[Records from a dataset]
::::::::

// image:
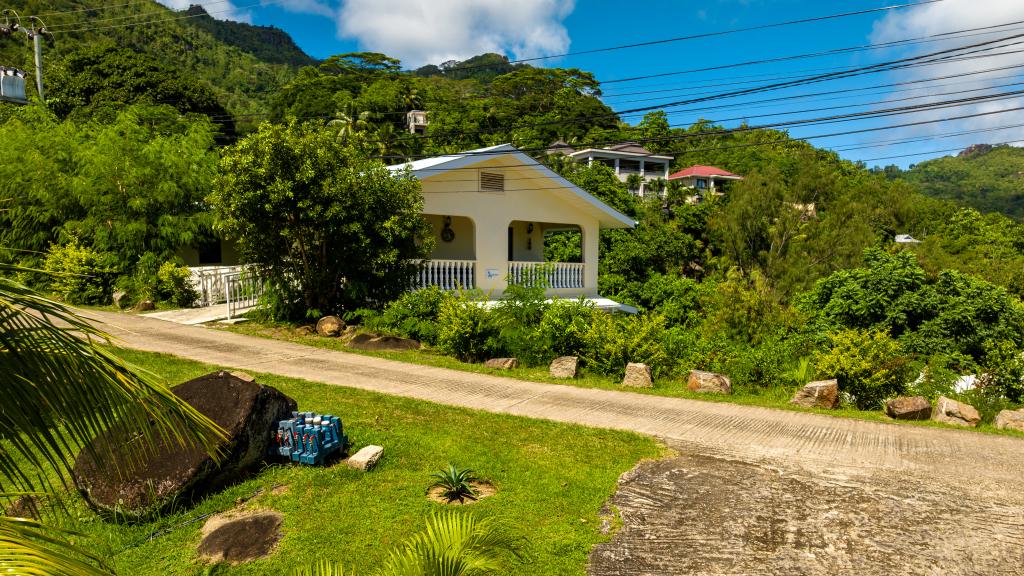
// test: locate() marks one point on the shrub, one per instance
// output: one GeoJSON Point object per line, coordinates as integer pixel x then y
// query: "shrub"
{"type": "Point", "coordinates": [79, 275]}
{"type": "Point", "coordinates": [564, 326]}
{"type": "Point", "coordinates": [456, 484]}
{"type": "Point", "coordinates": [613, 341]}
{"type": "Point", "coordinates": [174, 284]}
{"type": "Point", "coordinates": [467, 330]}
{"type": "Point", "coordinates": [868, 364]}
{"type": "Point", "coordinates": [414, 315]}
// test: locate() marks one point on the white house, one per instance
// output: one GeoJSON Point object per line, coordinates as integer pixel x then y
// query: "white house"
{"type": "Point", "coordinates": [491, 210]}
{"type": "Point", "coordinates": [705, 179]}
{"type": "Point", "coordinates": [626, 159]}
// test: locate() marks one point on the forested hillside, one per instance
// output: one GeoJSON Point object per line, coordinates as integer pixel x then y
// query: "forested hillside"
{"type": "Point", "coordinates": [242, 81]}
{"type": "Point", "coordinates": [985, 177]}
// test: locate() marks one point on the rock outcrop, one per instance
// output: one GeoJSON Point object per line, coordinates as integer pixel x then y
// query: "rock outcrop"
{"type": "Point", "coordinates": [236, 402]}
{"type": "Point", "coordinates": [709, 382]}
{"type": "Point", "coordinates": [822, 394]}
{"type": "Point", "coordinates": [330, 326]}
{"type": "Point", "coordinates": [909, 408]}
{"type": "Point", "coordinates": [951, 412]}
{"type": "Point", "coordinates": [564, 367]}
{"type": "Point", "coordinates": [638, 375]}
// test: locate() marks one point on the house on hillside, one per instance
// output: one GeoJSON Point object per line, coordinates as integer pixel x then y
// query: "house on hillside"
{"type": "Point", "coordinates": [492, 210]}
{"type": "Point", "coordinates": [625, 159]}
{"type": "Point", "coordinates": [705, 180]}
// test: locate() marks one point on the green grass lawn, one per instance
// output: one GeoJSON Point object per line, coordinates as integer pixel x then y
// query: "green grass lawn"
{"type": "Point", "coordinates": [552, 481]}
{"type": "Point", "coordinates": [676, 387]}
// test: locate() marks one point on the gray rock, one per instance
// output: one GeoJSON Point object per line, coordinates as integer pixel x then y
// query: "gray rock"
{"type": "Point", "coordinates": [374, 342]}
{"type": "Point", "coordinates": [366, 458]}
{"type": "Point", "coordinates": [638, 375]}
{"type": "Point", "coordinates": [120, 299]}
{"type": "Point", "coordinates": [909, 408]}
{"type": "Point", "coordinates": [175, 476]}
{"type": "Point", "coordinates": [502, 363]}
{"type": "Point", "coordinates": [951, 412]}
{"type": "Point", "coordinates": [709, 382]}
{"type": "Point", "coordinates": [1010, 419]}
{"type": "Point", "coordinates": [330, 326]}
{"type": "Point", "coordinates": [822, 394]}
{"type": "Point", "coordinates": [564, 367]}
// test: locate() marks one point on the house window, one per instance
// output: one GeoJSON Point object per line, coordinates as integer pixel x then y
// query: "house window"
{"type": "Point", "coordinates": [491, 181]}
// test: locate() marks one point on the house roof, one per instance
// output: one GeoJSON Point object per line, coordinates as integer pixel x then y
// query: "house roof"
{"type": "Point", "coordinates": [427, 167]}
{"type": "Point", "coordinates": [705, 171]}
{"type": "Point", "coordinates": [632, 150]}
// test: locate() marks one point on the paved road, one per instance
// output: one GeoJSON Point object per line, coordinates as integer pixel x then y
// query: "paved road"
{"type": "Point", "coordinates": [976, 478]}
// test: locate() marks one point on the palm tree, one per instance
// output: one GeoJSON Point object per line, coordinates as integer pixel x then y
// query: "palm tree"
{"type": "Point", "coordinates": [456, 544]}
{"type": "Point", "coordinates": [61, 388]}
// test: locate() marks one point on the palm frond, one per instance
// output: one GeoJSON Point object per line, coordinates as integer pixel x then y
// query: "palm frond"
{"type": "Point", "coordinates": [32, 548]}
{"type": "Point", "coordinates": [61, 388]}
{"type": "Point", "coordinates": [456, 544]}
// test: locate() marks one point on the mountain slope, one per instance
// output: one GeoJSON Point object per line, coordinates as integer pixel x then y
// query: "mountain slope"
{"type": "Point", "coordinates": [988, 178]}
{"type": "Point", "coordinates": [243, 82]}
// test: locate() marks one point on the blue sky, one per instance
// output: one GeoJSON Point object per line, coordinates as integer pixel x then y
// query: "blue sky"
{"type": "Point", "coordinates": [431, 31]}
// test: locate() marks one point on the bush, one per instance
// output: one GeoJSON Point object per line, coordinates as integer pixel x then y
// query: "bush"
{"type": "Point", "coordinates": [467, 330]}
{"type": "Point", "coordinates": [564, 326]}
{"type": "Point", "coordinates": [79, 275]}
{"type": "Point", "coordinates": [868, 364]}
{"type": "Point", "coordinates": [613, 341]}
{"type": "Point", "coordinates": [414, 315]}
{"type": "Point", "coordinates": [174, 284]}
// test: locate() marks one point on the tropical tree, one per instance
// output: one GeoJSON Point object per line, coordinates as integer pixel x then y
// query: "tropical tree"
{"type": "Point", "coordinates": [61, 388]}
{"type": "Point", "coordinates": [329, 228]}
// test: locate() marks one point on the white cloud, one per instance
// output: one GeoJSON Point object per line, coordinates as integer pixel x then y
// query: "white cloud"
{"type": "Point", "coordinates": [953, 15]}
{"type": "Point", "coordinates": [421, 32]}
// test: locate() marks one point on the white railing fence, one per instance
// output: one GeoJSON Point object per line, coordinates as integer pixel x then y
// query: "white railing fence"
{"type": "Point", "coordinates": [243, 291]}
{"type": "Point", "coordinates": [446, 275]}
{"type": "Point", "coordinates": [559, 275]}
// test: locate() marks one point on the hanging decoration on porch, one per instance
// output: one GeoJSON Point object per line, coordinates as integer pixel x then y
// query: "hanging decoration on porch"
{"type": "Point", "coordinates": [448, 235]}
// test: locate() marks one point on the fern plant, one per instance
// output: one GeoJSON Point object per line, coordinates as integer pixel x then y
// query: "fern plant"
{"type": "Point", "coordinates": [456, 484]}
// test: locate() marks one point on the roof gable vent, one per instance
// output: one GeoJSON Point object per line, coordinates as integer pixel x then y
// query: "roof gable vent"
{"type": "Point", "coordinates": [492, 181]}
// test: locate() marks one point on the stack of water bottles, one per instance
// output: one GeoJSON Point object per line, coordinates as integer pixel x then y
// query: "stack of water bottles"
{"type": "Point", "coordinates": [308, 438]}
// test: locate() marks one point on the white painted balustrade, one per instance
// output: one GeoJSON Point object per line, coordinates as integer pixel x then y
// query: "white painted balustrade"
{"type": "Point", "coordinates": [559, 275]}
{"type": "Point", "coordinates": [446, 275]}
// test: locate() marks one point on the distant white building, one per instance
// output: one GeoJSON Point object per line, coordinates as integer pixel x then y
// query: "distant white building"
{"type": "Point", "coordinates": [625, 159]}
{"type": "Point", "coordinates": [905, 239]}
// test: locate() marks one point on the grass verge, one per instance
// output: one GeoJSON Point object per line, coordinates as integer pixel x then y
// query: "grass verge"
{"type": "Point", "coordinates": [552, 480]}
{"type": "Point", "coordinates": [777, 398]}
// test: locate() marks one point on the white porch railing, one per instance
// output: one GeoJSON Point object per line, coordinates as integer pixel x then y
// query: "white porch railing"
{"type": "Point", "coordinates": [210, 282]}
{"type": "Point", "coordinates": [243, 291]}
{"type": "Point", "coordinates": [559, 275]}
{"type": "Point", "coordinates": [446, 275]}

::::::::

_Instructions for the task_. Transcribe all of the data above verbatim but omit every picture.

_Your solution_.
// image:
// test: locate() marks one point on the shrub, one per instance
// output: one GeoJSON Point object per line, coordinates as integer pixel x then y
// query: "shrub"
{"type": "Point", "coordinates": [79, 275]}
{"type": "Point", "coordinates": [564, 326]}
{"type": "Point", "coordinates": [456, 484]}
{"type": "Point", "coordinates": [613, 341]}
{"type": "Point", "coordinates": [174, 284]}
{"type": "Point", "coordinates": [467, 330]}
{"type": "Point", "coordinates": [868, 364]}
{"type": "Point", "coordinates": [414, 315]}
// test: locate() marks one point on the white house, one per instance
// output: one GeoJSON Point object per line, coordinates as integer pixel x then y
// query: "white house"
{"type": "Point", "coordinates": [491, 210]}
{"type": "Point", "coordinates": [705, 179]}
{"type": "Point", "coordinates": [626, 159]}
// test: locate() marks one point on the forested hillside, one per instance
// output: one GeoJSON Point object per line, coordinates as integer pixel x then y
// query: "forested hillside"
{"type": "Point", "coordinates": [242, 81]}
{"type": "Point", "coordinates": [985, 177]}
// test: locate() marks one point on the rock outcrop, one per instance
// output: one GeoJSON Point object per line, coordinates as integer pixel x then y
// query: "rock outcrop"
{"type": "Point", "coordinates": [236, 402]}
{"type": "Point", "coordinates": [709, 382]}
{"type": "Point", "coordinates": [822, 394]}
{"type": "Point", "coordinates": [330, 326]}
{"type": "Point", "coordinates": [909, 408]}
{"type": "Point", "coordinates": [951, 412]}
{"type": "Point", "coordinates": [564, 367]}
{"type": "Point", "coordinates": [638, 375]}
// test: locate() marks one point on the house on hillside, one per instance
// output: one GeoJSON Point object per line, coordinates as integer pixel x then y
// query: "house on hillside"
{"type": "Point", "coordinates": [492, 210]}
{"type": "Point", "coordinates": [625, 159]}
{"type": "Point", "coordinates": [705, 180]}
// test: locate() marks one point on the green grass lawn, one per instance
// output: one GeoJSON Point object per line, coordinates as integer pixel x then y
// query: "green grass lawn"
{"type": "Point", "coordinates": [552, 481]}
{"type": "Point", "coordinates": [676, 387]}
// test: locate() marks one point on the gray rock, one per instance
// output: one GeoJSON Point object per line, coordinates as integer pixel x then y
// query: "gray rock"
{"type": "Point", "coordinates": [374, 342]}
{"type": "Point", "coordinates": [366, 458]}
{"type": "Point", "coordinates": [638, 375]}
{"type": "Point", "coordinates": [120, 299]}
{"type": "Point", "coordinates": [909, 408]}
{"type": "Point", "coordinates": [175, 476]}
{"type": "Point", "coordinates": [502, 363]}
{"type": "Point", "coordinates": [951, 412]}
{"type": "Point", "coordinates": [709, 382]}
{"type": "Point", "coordinates": [1010, 419]}
{"type": "Point", "coordinates": [330, 326]}
{"type": "Point", "coordinates": [822, 394]}
{"type": "Point", "coordinates": [564, 367]}
// test: locate() marks one point on the house window, one per instance
// output: one GeoJSON Point object per line, coordinates as integer pixel x then y
// query: "house window"
{"type": "Point", "coordinates": [491, 181]}
// test: locate() marks one point on the house roof, one per instance
// output: one GeoJSON Point object per line, coordinates as integer pixel x then y
// query: "house roof"
{"type": "Point", "coordinates": [427, 167]}
{"type": "Point", "coordinates": [705, 171]}
{"type": "Point", "coordinates": [632, 150]}
// test: locate() marks one point on the paved road, one per instance
// output: one GeoJSON Point object per line, coordinates as integer pixel x then y
// query: "paved road"
{"type": "Point", "coordinates": [976, 478]}
// test: locate() marks one point on the palm tree, one per instance
// output: one GeoJSON Point object per line, coordinates as integer pixel x then y
// query: "palm tree"
{"type": "Point", "coordinates": [456, 544]}
{"type": "Point", "coordinates": [61, 388]}
// test: locate() marks one point on the palm frond, one per instance
// output: one GeoJSON Point object per line, coordinates as integer pixel x then y
// query: "palm frond"
{"type": "Point", "coordinates": [32, 548]}
{"type": "Point", "coordinates": [61, 388]}
{"type": "Point", "coordinates": [456, 544]}
// test: locate() marks one point on the mountain slope, one per instance
// output: one GeoJSON Point object per line, coordinates as integer pixel x then y
// query: "mountain slope"
{"type": "Point", "coordinates": [988, 178]}
{"type": "Point", "coordinates": [243, 82]}
// test: locate() marks one point on the blue sky, one per instance
// output: one GeoJSON Point object per line, coordinates as integer pixel x then y
// query: "blue sky"
{"type": "Point", "coordinates": [431, 31]}
// test: locate() marks one point on the bush, one per instance
// output: one GeoJSON Point object per line, coordinates as integer pixel x then y
// query: "bush"
{"type": "Point", "coordinates": [467, 330]}
{"type": "Point", "coordinates": [564, 326]}
{"type": "Point", "coordinates": [79, 275]}
{"type": "Point", "coordinates": [868, 364]}
{"type": "Point", "coordinates": [613, 341]}
{"type": "Point", "coordinates": [414, 315]}
{"type": "Point", "coordinates": [174, 284]}
// test: locate() marks one point on the tropical tree, one per instance
// output: one GeoJSON Point object per line, coordinates as integer pixel x then y
// query: "tropical tree"
{"type": "Point", "coordinates": [61, 388]}
{"type": "Point", "coordinates": [329, 228]}
// test: locate() marks one point on the white cloud, one per instance
// output: one GeoJSON Point object per line, coordinates as integer pixel x then y
// query: "white cloud"
{"type": "Point", "coordinates": [953, 15]}
{"type": "Point", "coordinates": [421, 32]}
// test: locate() marks one point on the white railing fence, one per instance
// output: one GeoJSON Point object per line, coordinates as integer pixel x then y
// query: "white railing fence"
{"type": "Point", "coordinates": [243, 291]}
{"type": "Point", "coordinates": [446, 275]}
{"type": "Point", "coordinates": [559, 275]}
// test: locate() marks one point on the hanging decoration on porch, one per instance
// output: one GeoJSON Point object per line, coordinates as integer pixel x then y
// query: "hanging decoration on porch"
{"type": "Point", "coordinates": [448, 235]}
// test: locate() marks one point on the fern plant, one per instance
// output: one GeoJSON Point object per line, coordinates as integer pixel x then y
// query: "fern plant"
{"type": "Point", "coordinates": [456, 484]}
// test: locate() marks one point on the roof gable vent, one per instance
// output: one GeoJSON Point object per line, coordinates as integer pixel x then y
// query: "roof gable vent"
{"type": "Point", "coordinates": [492, 181]}
// test: locate() marks one point on the stack of water bottles, one per instance
// output: one GeoJSON Point object per line, coordinates as integer pixel x then y
// query: "stack of water bottles"
{"type": "Point", "coordinates": [308, 438]}
// test: locate() marks one point on the white painted balustrade, one per instance
// output: one GeoJSON Point object per line, coordinates as integer pixel x then y
// query: "white painted balustrade"
{"type": "Point", "coordinates": [559, 275]}
{"type": "Point", "coordinates": [446, 275]}
// test: locate() marks one point on the distant white building, one per instance
// output: one GeoJSON Point object per line, coordinates as integer pixel x then y
// query: "distant white building"
{"type": "Point", "coordinates": [625, 159]}
{"type": "Point", "coordinates": [905, 239]}
// test: locate() marks one point on the grass verge, one per instance
// output: one GeoJSON Point object per line, coordinates as integer pixel x then y
// query: "grass verge"
{"type": "Point", "coordinates": [552, 480]}
{"type": "Point", "coordinates": [777, 398]}
// test: locate() marks one point on the white porch railing, one per instance
// output: one GeoJSON Point object per line, coordinates as integer pixel x then y
// query: "white porch railing"
{"type": "Point", "coordinates": [210, 282]}
{"type": "Point", "coordinates": [243, 291]}
{"type": "Point", "coordinates": [559, 275]}
{"type": "Point", "coordinates": [446, 275]}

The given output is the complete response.